### WHAT IS EXPECTED
From the listing below, copy only the lines running from the line that contains "Target: treeline" to the line that contains "A point belongs on each instance of the corn", both included.

── ENTRIES SUPPLIED

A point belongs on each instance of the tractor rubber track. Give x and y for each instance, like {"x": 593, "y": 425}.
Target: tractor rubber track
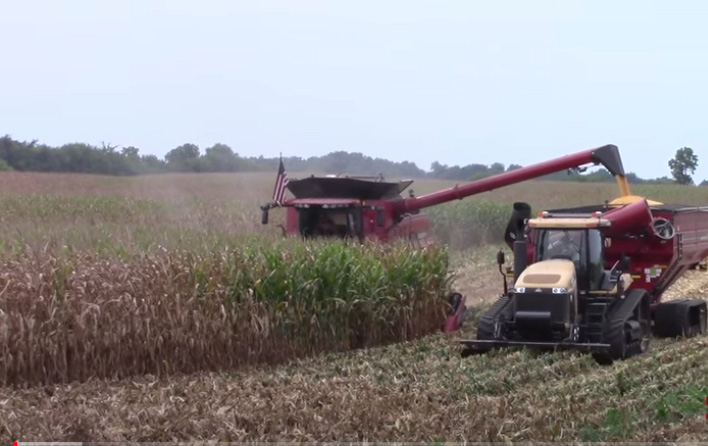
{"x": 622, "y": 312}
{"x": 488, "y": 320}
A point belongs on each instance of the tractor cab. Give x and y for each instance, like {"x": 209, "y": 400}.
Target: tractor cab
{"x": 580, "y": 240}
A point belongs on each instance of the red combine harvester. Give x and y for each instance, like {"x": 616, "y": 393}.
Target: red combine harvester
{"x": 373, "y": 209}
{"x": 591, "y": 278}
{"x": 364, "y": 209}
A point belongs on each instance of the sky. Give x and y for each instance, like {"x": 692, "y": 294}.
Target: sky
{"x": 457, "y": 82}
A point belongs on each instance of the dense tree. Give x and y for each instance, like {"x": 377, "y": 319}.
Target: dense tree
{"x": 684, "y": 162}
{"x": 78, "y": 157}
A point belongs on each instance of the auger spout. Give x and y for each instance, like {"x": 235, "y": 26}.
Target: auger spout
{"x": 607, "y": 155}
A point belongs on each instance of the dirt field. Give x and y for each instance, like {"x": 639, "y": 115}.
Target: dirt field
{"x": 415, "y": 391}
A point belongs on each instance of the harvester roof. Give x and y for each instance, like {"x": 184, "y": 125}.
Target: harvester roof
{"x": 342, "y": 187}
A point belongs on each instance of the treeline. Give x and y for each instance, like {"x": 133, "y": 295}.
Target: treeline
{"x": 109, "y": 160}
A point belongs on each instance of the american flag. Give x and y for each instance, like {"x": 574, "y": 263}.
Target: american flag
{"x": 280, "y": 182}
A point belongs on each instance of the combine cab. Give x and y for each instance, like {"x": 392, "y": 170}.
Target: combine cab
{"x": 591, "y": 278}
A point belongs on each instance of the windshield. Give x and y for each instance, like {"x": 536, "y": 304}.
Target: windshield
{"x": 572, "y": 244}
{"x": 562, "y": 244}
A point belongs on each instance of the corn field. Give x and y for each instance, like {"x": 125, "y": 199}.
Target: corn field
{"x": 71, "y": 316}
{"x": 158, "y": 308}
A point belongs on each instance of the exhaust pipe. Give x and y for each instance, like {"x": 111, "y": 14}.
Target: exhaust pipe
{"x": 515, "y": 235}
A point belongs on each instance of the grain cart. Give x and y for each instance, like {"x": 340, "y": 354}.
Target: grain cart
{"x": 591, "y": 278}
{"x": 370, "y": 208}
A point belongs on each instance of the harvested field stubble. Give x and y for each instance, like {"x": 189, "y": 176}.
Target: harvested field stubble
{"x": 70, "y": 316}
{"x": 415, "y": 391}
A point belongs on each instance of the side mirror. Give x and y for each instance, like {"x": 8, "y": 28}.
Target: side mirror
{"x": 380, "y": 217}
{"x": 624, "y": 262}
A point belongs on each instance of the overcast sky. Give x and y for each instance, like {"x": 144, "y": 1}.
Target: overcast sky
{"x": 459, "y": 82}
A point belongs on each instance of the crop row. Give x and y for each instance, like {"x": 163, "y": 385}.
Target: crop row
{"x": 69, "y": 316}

────
── ENTRIES SUPPLIED

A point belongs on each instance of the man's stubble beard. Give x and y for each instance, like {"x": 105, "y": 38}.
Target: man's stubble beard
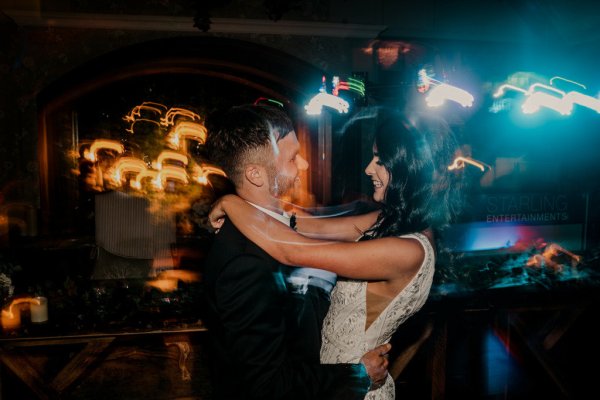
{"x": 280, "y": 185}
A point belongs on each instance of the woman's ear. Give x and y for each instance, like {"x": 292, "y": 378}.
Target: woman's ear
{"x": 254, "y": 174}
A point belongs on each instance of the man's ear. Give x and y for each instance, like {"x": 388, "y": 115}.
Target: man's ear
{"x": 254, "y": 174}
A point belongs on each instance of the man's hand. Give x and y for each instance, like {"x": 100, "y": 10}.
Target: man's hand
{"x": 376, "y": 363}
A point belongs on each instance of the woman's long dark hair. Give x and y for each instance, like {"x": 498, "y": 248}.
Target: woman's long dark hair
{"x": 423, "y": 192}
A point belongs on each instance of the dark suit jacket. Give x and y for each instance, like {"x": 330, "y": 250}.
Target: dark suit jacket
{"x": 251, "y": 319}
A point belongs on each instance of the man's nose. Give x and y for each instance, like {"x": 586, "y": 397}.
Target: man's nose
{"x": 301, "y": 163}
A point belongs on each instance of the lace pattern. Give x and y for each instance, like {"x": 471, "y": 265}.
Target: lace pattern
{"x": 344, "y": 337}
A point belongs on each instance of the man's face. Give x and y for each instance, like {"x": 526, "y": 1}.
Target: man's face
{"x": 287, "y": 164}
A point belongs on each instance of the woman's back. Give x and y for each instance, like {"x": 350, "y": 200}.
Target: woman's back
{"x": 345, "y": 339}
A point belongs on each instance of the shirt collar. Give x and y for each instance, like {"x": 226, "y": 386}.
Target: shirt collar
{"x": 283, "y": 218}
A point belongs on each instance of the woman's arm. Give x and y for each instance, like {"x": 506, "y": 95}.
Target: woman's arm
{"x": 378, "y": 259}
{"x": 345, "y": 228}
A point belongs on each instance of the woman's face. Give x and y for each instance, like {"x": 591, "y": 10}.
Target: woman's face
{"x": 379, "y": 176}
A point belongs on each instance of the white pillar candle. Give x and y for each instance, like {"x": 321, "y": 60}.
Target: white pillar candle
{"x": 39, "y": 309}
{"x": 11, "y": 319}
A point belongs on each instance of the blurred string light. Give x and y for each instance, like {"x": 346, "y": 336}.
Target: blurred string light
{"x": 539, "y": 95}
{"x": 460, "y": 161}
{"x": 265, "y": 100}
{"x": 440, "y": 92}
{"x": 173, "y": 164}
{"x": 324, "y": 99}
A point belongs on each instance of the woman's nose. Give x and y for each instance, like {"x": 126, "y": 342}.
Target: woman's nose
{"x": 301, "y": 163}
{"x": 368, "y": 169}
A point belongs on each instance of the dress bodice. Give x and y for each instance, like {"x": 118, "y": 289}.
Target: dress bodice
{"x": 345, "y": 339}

────

### OUTPUT BELOW
Target: treeline
{"x": 109, "y": 160}
A point belongs on each instance of the american flag. Give x and y for each instance, like {"x": 574, "y": 263}.
Target: american flag
{"x": 280, "y": 182}
A point belongs on each instance of the combine cab. Give x and y for each instance, like {"x": 392, "y": 170}.
Target: combine cab
{"x": 591, "y": 278}
A point belongs on each instance of the windshield. Give x and y for each instance, like {"x": 536, "y": 304}.
Target: windshield
{"x": 572, "y": 244}
{"x": 562, "y": 244}
A point belongs on each instance of the corn field. Give x and y for each instance, like {"x": 125, "y": 199}.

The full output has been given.